Text:
----------------------------------------

Wearing Adoption on Your Shirt

t-shirt proclaiming "adoption rocks!"Originally published by adoptionblogs.com on the Transracial/Transcultural Adoption Blog, July 17, 2009.

A few days ago, a friend of mine from an online group wrote about the “Adoption Rocks!” t-shirt she was wearing. Two people came up to her and told her their positive adoption experiences, and she was very excited that her shirt had been a gateway to meeting them.

Someone else posted a related, though different, story, a March 2008 post to the blog Anti-Racist Parent. (Thank you Wayback Machine.)

The difference between “Adoption Rocks!” and “So I’m Adopted. You Were An Accident.” should be self-explanatory. Still, I thought a little investigating into the world of adoption-related apparel was in order.

My friend purchased her shirt at Cafepress.com, a site that allows anyone to make pretty much anything they want. Searching for “adoption” brings up 27,800 items. Some of them are particular to pet adoption, which made me feel much better about the “Feed ’em, don’t breed ’em” t-shirt with a bone on it. I only went through the first 30 pages of results. Yes, I am bored… I mean, dedicated.

Love It
• Superman was adopted.
• Adoption Rocks! (short and to the point)
• Focus on your own family. (Not for a child, obviously. And I know it’s snarky. It just hits home for me.)

Like It
• Don’t tell my parents, but they don’t look a thing like me. (Though I would never actually have my child wear this shirt, I like the sentiment. I could see an adult adoptee using it as a bumper sticker for example.)

----------------------------------------

Extracted records:
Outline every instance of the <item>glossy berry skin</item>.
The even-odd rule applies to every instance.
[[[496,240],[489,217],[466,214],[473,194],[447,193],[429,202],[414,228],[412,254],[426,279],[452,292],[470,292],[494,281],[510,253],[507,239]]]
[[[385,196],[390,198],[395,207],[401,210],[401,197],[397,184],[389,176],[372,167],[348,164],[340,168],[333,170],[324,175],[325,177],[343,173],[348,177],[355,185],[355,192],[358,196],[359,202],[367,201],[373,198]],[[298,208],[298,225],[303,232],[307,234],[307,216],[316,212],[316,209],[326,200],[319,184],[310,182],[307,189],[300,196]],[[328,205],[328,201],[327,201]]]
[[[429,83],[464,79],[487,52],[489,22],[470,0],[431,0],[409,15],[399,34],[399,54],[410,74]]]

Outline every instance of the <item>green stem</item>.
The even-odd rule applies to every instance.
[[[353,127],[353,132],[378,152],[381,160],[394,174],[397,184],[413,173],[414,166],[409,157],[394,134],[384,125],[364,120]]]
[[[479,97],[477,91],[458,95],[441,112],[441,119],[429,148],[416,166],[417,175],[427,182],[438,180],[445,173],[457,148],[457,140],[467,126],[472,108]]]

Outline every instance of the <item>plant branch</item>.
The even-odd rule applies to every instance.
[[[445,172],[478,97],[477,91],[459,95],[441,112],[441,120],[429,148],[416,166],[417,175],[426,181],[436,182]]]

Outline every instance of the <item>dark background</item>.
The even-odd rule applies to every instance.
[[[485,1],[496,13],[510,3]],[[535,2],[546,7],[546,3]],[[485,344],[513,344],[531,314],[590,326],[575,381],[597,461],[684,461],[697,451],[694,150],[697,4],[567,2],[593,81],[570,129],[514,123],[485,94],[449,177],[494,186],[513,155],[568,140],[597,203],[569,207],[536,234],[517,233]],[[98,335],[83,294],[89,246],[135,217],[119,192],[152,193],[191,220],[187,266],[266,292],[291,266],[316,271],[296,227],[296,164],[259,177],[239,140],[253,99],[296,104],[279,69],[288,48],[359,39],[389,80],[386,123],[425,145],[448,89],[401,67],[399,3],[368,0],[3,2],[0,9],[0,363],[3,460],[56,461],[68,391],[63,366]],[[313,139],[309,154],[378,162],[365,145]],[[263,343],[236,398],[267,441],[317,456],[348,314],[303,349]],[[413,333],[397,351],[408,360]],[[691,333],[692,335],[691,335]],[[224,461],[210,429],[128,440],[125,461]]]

----------------------------------------

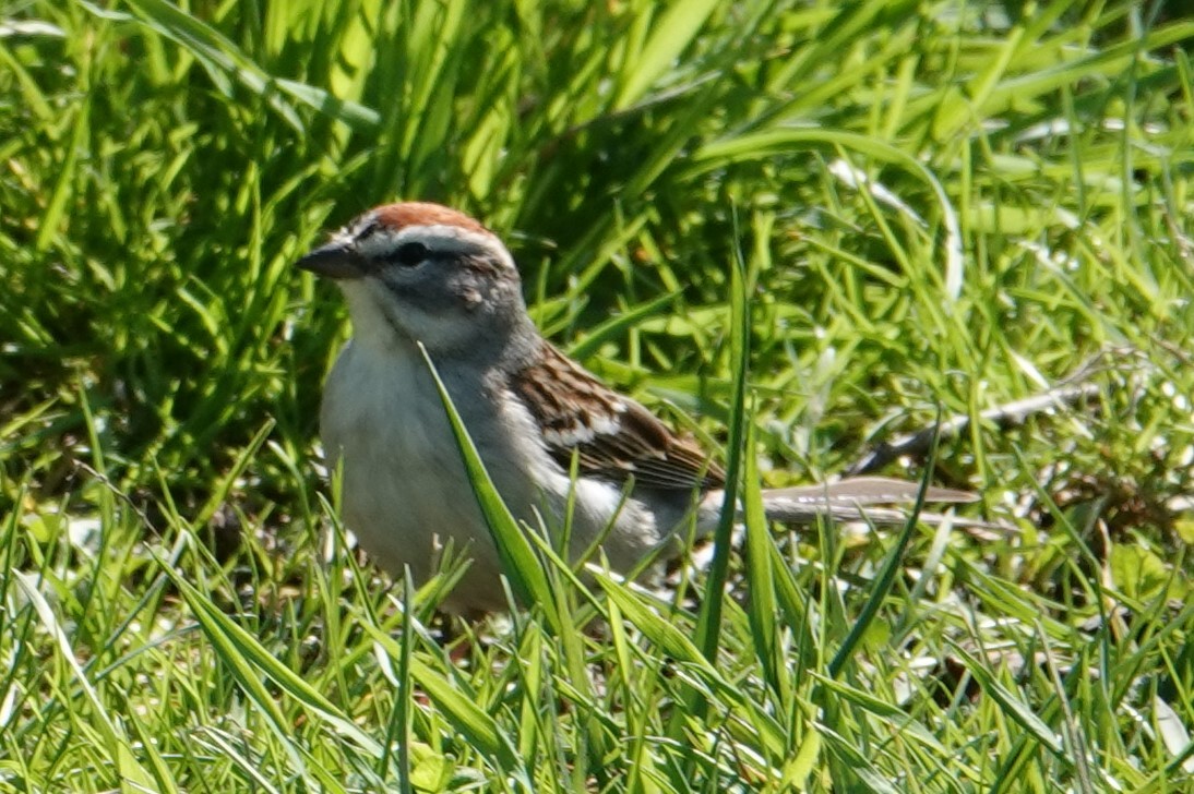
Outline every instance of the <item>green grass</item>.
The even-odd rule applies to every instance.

----------------------------------------

To be done: Return the passage of the adoption T-shirt post from "A few days ago, a" to "was in order.", word for word. The items play no part in what comes next.

Exercise response:
A few days ago, a friend of mine from an online group wrote about the “Adoption Rocks!” t-shirt she was wearing. Two people came up to her and told her their positive adoption experiences, and she was very excited that her shirt had been a gateway to meeting them.

Someone else posted a related, though different, story, a March 2008 post to the blog Anti-Racist Parent. (Thank you Wayback Machine.)

The difference between “Adoption Rocks!” and “So I’m Adopted. You Were An Accident.” should be self-explanatory. Still, I thought a little investigating into the world of adoption-related apparel was in order.